───── The data
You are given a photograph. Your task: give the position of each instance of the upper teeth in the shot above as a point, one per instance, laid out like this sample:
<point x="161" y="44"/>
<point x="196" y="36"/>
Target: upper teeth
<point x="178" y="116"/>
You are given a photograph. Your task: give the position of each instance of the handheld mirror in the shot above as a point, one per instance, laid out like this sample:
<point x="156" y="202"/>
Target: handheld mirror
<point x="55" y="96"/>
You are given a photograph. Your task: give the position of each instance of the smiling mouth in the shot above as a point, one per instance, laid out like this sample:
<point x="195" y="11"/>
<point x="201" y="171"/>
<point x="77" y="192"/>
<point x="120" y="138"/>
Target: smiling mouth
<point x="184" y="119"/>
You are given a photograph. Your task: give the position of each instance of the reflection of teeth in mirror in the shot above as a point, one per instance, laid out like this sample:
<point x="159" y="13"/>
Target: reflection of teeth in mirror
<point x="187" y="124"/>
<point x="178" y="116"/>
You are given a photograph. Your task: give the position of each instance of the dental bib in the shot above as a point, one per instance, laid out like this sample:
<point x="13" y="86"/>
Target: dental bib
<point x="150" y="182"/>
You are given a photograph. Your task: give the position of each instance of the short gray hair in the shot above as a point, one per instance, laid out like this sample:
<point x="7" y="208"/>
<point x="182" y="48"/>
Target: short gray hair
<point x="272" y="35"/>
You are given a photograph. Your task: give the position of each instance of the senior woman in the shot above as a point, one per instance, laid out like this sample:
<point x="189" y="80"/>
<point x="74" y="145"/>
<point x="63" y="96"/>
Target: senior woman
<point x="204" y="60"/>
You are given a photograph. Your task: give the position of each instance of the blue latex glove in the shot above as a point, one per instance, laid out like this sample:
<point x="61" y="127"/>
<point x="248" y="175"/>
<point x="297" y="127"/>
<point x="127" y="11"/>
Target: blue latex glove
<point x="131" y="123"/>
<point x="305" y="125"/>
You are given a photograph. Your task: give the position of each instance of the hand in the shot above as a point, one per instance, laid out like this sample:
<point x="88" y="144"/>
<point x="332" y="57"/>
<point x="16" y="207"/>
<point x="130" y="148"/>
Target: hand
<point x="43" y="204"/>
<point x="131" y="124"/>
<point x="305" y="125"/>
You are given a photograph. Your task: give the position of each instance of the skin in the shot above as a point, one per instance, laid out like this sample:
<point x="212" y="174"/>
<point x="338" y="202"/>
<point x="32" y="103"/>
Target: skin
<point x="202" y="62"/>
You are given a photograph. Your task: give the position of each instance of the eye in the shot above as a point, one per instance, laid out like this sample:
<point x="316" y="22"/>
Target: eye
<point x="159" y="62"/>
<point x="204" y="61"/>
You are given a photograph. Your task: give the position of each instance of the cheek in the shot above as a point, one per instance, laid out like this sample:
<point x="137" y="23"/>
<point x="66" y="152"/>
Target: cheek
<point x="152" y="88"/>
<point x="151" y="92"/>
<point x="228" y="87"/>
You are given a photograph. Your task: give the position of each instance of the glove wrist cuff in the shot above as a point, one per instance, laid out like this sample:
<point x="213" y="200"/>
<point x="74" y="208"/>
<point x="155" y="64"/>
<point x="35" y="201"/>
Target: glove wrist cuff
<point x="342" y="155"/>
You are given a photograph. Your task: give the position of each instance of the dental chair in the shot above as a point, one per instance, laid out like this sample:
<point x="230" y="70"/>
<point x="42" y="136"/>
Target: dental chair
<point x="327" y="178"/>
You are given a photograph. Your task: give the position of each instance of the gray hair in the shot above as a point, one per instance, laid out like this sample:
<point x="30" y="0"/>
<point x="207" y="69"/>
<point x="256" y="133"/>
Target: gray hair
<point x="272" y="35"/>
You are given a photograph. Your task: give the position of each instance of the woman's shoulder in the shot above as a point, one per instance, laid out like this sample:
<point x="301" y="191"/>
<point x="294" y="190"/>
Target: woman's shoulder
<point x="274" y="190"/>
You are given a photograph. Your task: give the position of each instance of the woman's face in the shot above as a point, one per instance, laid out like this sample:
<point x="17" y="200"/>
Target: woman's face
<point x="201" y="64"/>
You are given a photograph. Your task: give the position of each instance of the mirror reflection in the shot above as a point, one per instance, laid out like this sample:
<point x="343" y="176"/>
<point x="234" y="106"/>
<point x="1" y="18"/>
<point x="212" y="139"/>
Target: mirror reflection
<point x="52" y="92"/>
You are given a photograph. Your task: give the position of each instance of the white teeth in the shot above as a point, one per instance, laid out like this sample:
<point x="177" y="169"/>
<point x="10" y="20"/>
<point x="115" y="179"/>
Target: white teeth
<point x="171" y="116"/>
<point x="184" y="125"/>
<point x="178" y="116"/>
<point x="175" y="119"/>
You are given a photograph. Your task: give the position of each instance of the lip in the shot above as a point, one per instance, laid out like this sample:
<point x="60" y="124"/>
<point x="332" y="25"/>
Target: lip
──────────
→ **Work instruction**:
Each entry should be retyped exactly as given.

→ **Solution to this problem**:
You are given a photograph. Your task: give the position of each instance of the upper teeth in the shot above as a point, one per instance, laid out like this sample:
<point x="161" y="44"/>
<point x="196" y="36"/>
Target: upper teeth
<point x="178" y="116"/>
You are given a photograph. Your task: give the position of each instance of the handheld mirror in the shot above as a point, one per instance, laid out like this sample:
<point x="156" y="202"/>
Target: handheld mirror
<point x="55" y="96"/>
You are given a photograph. Your task: give the position of each instance of the smiling mouth in the shot above as a point, one per instance, laid out like this sample:
<point x="195" y="11"/>
<point x="201" y="171"/>
<point x="77" y="192"/>
<point x="120" y="138"/>
Target: smiling mouth
<point x="184" y="119"/>
You are given a photograph. Your task: give the position of each instance of the reflection of teeth in mirror in the shot above as a point, one per instance, laid out like this sample:
<point x="159" y="13"/>
Target: reflection of teeth in mirror
<point x="187" y="124"/>
<point x="178" y="116"/>
You are given a photograph. Your task: give the position of each instance of the dental bib in the shot above as a point, one per instance, laid out like this sample:
<point x="13" y="86"/>
Target: dental bib
<point x="150" y="182"/>
You are given a photograph. Your task: give the position of each instance of the short gray hair in the shot above as a point, one per instance, laid out like this sample:
<point x="7" y="208"/>
<point x="182" y="48"/>
Target: short gray hair
<point x="272" y="35"/>
You are given a photograph. Your task: give the position of each instance of the senior woman in the shot above as a point, one per instance, laid out like this sample:
<point x="189" y="80"/>
<point x="74" y="145"/>
<point x="63" y="96"/>
Target: senior woman
<point x="204" y="60"/>
You are given a photograph. Your task: give the position of each instance of the blue latex glove in the shot above as a point, one per instance, laid out like this sample:
<point x="61" y="127"/>
<point x="248" y="175"/>
<point x="297" y="127"/>
<point x="127" y="11"/>
Target: blue latex glove
<point x="131" y="123"/>
<point x="305" y="125"/>
You are given a photograph. Your task: give the position of each instance of the hand in the shot above as a point, one per instance, laid out like this sample:
<point x="88" y="144"/>
<point x="332" y="57"/>
<point x="16" y="207"/>
<point x="130" y="148"/>
Target: hand
<point x="43" y="204"/>
<point x="131" y="124"/>
<point x="305" y="125"/>
You are given a photograph. Your task: give the position of each instance of the skin in the shot above as a point, one per instance, laid out like this sample:
<point x="212" y="174"/>
<point x="338" y="202"/>
<point x="32" y="103"/>
Target: skin
<point x="202" y="62"/>
You are given a photograph. Your task: give the position of each instance of the eye in the shot above as a point, one per instance, laid out like this sample:
<point x="316" y="22"/>
Target: eye
<point x="159" y="62"/>
<point x="204" y="61"/>
You are given a photograph. Your task: give the position of each instance of the cheek in the shot above as a point, one per instance, laid out like this sample:
<point x="137" y="23"/>
<point x="66" y="152"/>
Target: cheek
<point x="152" y="88"/>
<point x="151" y="92"/>
<point x="228" y="87"/>
You are given a photograph. Your task: give the position of each instance of the glove wrist cuff in the shot above as a point, one per instance, laid out like this sample:
<point x="213" y="200"/>
<point x="74" y="208"/>
<point x="155" y="64"/>
<point x="35" y="201"/>
Target: glove wrist cuff
<point x="342" y="155"/>
You are given a photograph. Your task: give the position of each instance of the dental chair in the shot above as a point, one per instance, laid out like this sample:
<point x="230" y="70"/>
<point x="42" y="136"/>
Target: dental chair
<point x="327" y="178"/>
You are given a photograph. Your task: give the position of each instance of the gray hair in the shot above as a point, one per instance, laid out like this sample:
<point x="30" y="0"/>
<point x="207" y="69"/>
<point x="256" y="133"/>
Target: gray hair
<point x="272" y="35"/>
You are given a photograph. Your task: give the position of each instance of the woman's shoulder in the shot above as a point, one per instance, laid out like this sample:
<point x="301" y="191"/>
<point x="294" y="190"/>
Target: woman's shoulder
<point x="274" y="190"/>
You are given a photograph. Your task: give the position of each instance of the woman's face in the shot above as a point, one per instance, laid out like this sample:
<point x="17" y="200"/>
Target: woman's face
<point x="201" y="64"/>
You are given a photograph. Your task: give the position of each instance of the mirror reflection in the shot above as a point, one per instance, laid out like this sample:
<point x="343" y="176"/>
<point x="234" y="106"/>
<point x="1" y="18"/>
<point x="212" y="139"/>
Target: mirror reflection
<point x="52" y="92"/>
You are given a photograph. Your task: give the position of each instance of the white teeth in the shot above as a point, one per instance, laid out like this sample:
<point x="177" y="169"/>
<point x="10" y="20"/>
<point x="115" y="179"/>
Target: white teeth
<point x="171" y="116"/>
<point x="184" y="125"/>
<point x="178" y="116"/>
<point x="175" y="119"/>
You are given a photograph. Your task: give the position of each instance of the lip in the shot above as a point, one per instance, laid out like this sample:
<point x="60" y="124"/>
<point x="332" y="25"/>
Target: lip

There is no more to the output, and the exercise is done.